**WHAT NEEDS TO BE DONE:** Update the listing below by replacing every "car wheel" with "bicycle wheel", leaving everything else unchanged.

**RECORDS SUPPLIED:**

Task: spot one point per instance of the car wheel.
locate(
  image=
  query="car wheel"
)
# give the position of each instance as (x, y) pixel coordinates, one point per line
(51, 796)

**RESPONSE TO THIS TASK:**
Task: spot one point per instance of the bicycle wheel.
locate(
  image=
  query="bicycle wheel"
)
# give the position of each instance as (x, y) pixel coordinates, one point per line
(51, 796)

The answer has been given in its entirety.